* BRIEF *
Copy the primary science text word for word from "Hands-on science matters" to "forward to most.".
Top of DOCUMENT TEXT
Science experiments, worksheets, and unit plans for Australian primary schools. Activities by strand aligned to the Australian Curriculum v9.

Science in Australian Primary Schools

Science is one of the most rewarding subjects to teach in primary school — and one of the most important. When students observe, question, predict, and test, they're developing skills that extend far beyond the science classroom. They're learning how to think critically, reason with evidence, and make sense of the world around them.

The Australian Curriculum v9 for Science organises primary science around three interrelated strands — Science Understanding (with sub-strands in Biological, Chemical, Earth and Space, and Physical Sciences), Science as a Human Endeavour, and Science Inquiry. Together, these strands ensure students build both scientific knowledge and the practical skills to investigate and communicate their learning.

Hands-on science matters because students remember what they do, not just what they're told. When a Year 2 class grows bean seeds to observe germination, or a Year 5 class builds simple circuits to understand electrical energy, the learning sticks. Organisations like CSIRO and the Australian Academy of Science provide excellent teacher resources that bring real-world science into the classroom. Practical activities turn abstract concepts into concrete experiences — and they're the part of the week students look forward to most.

Whether you're planning a full science unit or looking for quick experiments to fit into a busy timetable, TeachBuySell has a growing collection of teacher-created science resources and STEM activities designed for Australian primary classrooms.

Science Strands in the Australian Curriculum v9

The Australian Curriculum organises science knowledge within the Science Understanding strand, which has four sub-strands. Each sub-strand builds progressively from Foundation to Year 6, with concepts growing in complexity as students move through primary school.
Bottom of DOCUMENT TEXT
Top of RECORD EXCERPTS
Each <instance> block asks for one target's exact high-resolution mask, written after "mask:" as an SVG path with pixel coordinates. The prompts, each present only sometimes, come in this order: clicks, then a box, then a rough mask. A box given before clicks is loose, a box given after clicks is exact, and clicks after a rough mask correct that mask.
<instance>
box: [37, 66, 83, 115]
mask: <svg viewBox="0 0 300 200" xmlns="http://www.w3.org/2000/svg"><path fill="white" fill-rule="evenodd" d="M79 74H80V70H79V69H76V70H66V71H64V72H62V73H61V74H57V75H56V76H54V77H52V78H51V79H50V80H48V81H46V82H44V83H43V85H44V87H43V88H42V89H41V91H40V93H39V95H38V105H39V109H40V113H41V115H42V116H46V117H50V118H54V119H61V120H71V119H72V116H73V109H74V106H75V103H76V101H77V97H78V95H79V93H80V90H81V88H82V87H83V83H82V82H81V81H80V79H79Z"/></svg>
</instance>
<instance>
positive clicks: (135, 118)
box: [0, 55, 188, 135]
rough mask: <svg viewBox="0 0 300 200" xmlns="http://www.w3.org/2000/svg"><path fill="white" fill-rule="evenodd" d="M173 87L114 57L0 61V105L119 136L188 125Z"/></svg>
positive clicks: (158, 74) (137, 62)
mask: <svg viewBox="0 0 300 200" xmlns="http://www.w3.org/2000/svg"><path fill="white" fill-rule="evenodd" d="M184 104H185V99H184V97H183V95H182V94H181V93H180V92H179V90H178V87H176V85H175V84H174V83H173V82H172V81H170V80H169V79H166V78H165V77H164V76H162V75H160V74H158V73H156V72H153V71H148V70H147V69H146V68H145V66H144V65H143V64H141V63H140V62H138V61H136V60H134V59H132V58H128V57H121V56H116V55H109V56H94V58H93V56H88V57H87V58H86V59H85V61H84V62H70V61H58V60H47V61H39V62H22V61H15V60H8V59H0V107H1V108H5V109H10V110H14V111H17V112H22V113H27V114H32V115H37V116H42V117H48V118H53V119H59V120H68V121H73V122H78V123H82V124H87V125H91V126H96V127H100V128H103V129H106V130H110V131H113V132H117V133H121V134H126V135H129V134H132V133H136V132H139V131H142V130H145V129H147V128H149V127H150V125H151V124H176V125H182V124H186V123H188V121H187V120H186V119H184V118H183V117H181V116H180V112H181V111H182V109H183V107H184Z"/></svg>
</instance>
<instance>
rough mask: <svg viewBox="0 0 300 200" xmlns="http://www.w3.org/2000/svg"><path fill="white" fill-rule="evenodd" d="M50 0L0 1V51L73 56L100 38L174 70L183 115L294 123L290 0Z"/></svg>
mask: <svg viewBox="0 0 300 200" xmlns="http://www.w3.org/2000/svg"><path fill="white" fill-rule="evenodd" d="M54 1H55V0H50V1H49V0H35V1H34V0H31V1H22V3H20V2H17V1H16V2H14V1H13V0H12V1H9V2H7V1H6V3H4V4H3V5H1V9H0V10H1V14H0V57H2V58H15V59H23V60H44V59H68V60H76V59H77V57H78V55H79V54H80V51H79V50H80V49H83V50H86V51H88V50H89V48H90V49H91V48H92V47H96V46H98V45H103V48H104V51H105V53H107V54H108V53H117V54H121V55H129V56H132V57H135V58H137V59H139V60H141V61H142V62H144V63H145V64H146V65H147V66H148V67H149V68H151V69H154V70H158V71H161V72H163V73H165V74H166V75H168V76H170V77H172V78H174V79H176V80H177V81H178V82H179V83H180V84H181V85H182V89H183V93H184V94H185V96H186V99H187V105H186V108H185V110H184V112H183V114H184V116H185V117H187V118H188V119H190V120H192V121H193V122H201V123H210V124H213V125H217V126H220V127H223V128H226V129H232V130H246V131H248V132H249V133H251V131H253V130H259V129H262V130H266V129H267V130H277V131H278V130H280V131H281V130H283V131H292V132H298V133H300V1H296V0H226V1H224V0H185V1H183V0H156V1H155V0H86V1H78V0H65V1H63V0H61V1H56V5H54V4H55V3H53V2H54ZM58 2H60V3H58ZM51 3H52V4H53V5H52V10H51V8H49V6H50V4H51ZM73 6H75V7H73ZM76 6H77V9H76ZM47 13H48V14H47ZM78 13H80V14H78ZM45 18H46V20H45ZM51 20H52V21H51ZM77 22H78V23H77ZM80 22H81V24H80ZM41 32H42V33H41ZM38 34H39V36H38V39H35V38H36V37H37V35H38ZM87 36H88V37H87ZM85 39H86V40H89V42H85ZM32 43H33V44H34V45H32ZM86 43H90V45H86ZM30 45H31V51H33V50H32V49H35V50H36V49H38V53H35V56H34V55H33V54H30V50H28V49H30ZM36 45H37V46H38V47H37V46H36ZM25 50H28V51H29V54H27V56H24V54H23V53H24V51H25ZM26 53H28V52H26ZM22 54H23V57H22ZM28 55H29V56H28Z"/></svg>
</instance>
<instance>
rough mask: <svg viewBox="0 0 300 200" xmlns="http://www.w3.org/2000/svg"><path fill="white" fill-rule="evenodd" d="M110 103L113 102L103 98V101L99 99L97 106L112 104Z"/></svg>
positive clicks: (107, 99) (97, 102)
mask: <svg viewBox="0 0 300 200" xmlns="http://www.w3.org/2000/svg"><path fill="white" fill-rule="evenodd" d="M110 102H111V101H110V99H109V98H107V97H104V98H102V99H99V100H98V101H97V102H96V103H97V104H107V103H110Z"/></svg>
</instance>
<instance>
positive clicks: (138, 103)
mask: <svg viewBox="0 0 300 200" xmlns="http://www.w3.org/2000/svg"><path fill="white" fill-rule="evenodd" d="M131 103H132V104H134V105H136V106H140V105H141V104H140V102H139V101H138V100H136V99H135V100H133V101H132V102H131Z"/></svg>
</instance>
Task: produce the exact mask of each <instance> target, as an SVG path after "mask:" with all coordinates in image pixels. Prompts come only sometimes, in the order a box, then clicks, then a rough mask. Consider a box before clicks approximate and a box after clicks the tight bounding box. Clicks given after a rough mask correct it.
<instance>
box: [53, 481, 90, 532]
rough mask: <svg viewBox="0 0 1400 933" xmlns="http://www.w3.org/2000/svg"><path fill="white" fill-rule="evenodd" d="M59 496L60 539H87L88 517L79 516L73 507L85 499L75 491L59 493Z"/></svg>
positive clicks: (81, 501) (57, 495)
Bottom of RECORD EXCERPTS
Top of RECORD EXCERPTS
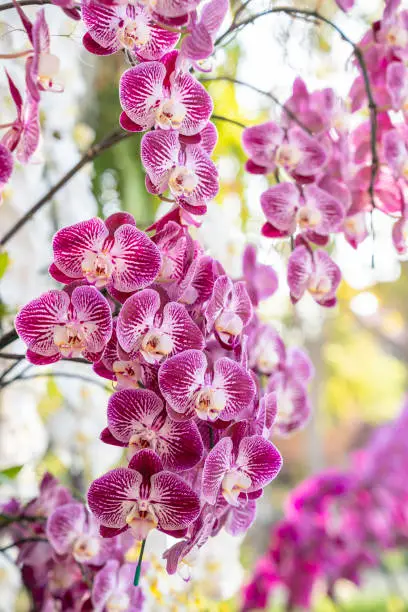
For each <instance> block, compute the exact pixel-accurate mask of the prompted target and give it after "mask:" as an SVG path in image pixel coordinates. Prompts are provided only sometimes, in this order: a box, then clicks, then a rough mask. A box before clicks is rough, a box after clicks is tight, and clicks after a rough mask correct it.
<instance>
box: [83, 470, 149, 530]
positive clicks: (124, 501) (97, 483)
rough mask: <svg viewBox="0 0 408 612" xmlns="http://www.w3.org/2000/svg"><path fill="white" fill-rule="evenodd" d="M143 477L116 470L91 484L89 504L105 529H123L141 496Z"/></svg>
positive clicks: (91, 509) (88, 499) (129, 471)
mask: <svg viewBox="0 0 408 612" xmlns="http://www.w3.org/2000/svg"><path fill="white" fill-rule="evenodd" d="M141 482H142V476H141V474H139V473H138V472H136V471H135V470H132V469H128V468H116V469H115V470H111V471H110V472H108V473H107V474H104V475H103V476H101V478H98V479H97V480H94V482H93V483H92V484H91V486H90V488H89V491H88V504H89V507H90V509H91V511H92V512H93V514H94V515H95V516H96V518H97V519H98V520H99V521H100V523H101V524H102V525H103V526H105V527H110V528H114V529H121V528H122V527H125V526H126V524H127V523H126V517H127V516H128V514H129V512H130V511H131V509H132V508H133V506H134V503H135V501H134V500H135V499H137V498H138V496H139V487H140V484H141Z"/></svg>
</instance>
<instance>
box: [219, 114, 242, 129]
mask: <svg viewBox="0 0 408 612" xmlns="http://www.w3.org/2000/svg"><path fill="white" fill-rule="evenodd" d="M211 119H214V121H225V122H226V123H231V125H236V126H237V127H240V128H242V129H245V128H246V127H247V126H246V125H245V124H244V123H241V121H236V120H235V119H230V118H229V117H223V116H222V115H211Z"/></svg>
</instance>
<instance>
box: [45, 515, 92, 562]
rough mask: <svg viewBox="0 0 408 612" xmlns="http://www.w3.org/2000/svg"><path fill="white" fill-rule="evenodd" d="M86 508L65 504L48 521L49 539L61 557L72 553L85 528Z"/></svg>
Bottom of RECORD EXCERPTS
Top of RECORD EXCERPTS
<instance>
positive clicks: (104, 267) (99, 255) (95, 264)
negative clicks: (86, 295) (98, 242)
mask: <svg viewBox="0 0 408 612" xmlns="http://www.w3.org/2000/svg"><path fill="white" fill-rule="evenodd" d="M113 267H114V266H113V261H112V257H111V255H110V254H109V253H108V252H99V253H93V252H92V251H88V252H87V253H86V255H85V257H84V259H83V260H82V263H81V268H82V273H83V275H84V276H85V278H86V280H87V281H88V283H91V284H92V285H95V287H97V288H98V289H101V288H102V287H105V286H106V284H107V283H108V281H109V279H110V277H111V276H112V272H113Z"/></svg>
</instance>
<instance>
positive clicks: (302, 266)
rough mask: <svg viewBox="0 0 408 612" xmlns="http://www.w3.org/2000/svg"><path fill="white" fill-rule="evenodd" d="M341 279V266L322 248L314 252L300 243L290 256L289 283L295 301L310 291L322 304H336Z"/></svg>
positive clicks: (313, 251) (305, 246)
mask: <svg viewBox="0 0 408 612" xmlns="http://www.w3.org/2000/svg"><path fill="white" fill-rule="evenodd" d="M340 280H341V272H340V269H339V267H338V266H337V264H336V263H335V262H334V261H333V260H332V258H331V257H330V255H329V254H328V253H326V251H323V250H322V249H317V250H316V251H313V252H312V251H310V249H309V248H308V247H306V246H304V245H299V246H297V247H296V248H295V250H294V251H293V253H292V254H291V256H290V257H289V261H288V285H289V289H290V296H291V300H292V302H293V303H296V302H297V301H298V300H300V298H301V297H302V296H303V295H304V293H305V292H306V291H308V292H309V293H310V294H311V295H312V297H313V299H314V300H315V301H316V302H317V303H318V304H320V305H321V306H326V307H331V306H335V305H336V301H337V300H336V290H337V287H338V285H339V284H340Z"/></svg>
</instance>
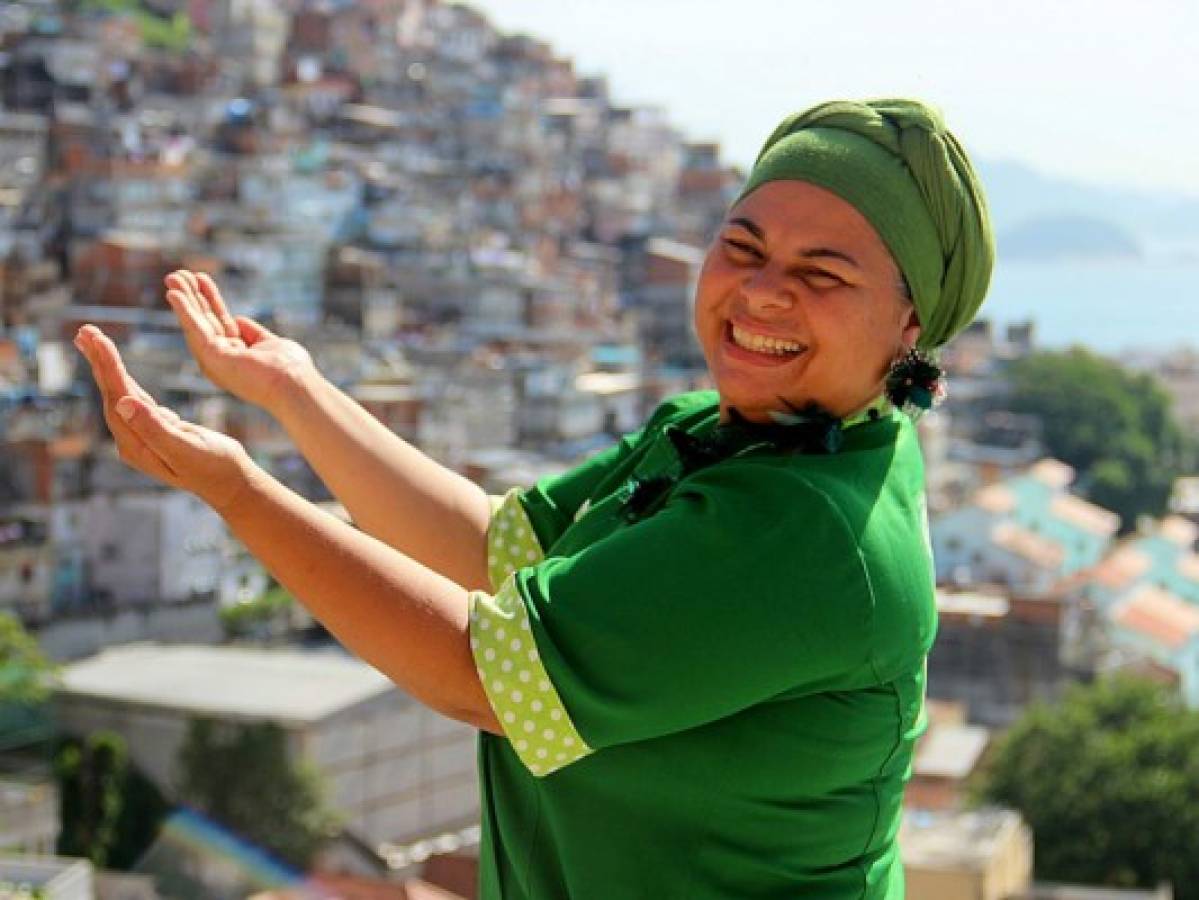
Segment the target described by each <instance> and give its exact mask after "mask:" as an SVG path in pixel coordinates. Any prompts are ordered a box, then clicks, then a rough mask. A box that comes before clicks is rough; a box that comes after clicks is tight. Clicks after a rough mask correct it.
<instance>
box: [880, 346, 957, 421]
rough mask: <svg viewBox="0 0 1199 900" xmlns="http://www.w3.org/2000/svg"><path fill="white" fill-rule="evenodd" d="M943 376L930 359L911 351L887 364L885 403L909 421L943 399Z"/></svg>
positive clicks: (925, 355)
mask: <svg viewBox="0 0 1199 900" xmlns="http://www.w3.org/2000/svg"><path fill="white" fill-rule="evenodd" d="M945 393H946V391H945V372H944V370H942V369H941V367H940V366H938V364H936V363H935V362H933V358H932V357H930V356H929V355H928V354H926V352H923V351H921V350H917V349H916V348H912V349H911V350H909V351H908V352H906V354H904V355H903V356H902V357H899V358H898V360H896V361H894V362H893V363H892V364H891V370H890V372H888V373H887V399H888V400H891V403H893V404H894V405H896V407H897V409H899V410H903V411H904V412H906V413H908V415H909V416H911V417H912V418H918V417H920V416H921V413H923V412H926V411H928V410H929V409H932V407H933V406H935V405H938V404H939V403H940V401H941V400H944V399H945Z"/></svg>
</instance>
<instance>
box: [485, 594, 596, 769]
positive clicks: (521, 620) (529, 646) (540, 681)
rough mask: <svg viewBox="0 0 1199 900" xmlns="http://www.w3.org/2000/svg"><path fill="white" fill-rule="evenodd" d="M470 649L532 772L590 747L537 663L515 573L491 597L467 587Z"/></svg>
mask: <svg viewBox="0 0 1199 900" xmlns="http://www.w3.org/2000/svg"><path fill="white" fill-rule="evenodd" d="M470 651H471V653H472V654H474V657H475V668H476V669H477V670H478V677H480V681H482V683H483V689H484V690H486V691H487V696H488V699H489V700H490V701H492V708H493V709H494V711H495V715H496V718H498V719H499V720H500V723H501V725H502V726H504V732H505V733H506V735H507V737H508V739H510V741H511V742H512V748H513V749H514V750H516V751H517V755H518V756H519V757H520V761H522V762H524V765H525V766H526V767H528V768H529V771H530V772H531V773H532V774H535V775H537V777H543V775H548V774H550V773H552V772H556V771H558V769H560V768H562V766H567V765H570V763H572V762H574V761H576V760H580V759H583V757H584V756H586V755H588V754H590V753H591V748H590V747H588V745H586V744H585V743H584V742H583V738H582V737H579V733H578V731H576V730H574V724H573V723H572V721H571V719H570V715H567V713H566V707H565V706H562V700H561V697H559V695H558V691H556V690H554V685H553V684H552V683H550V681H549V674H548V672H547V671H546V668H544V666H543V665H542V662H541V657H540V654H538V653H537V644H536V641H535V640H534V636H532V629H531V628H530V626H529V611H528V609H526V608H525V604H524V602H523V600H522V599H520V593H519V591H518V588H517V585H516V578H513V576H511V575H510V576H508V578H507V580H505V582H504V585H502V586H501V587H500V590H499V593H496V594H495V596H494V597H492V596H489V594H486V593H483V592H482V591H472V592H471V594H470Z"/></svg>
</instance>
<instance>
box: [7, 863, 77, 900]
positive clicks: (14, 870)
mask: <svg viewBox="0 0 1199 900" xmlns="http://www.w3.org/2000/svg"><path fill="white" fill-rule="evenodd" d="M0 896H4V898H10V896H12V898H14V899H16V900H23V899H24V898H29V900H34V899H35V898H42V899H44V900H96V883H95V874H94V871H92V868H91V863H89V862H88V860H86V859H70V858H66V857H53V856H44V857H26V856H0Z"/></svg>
Bottom of RECORD EXCERPTS
* PROBLEM SOLUTION *
Hands-on science matters because students remember what they do, not just what they're told. When a Year 2 class grows bean seeds to observe germination, or a Year 5 class builds simple circuits to understand electrical energy, the learning sticks. Organisations like CSIRO and the Australian Academy of Science provide excellent teacher resources that bring real-world science into the classroom. Practical activities turn abstract concepts into concrete experiences — and they're the part of the week students look forward to most.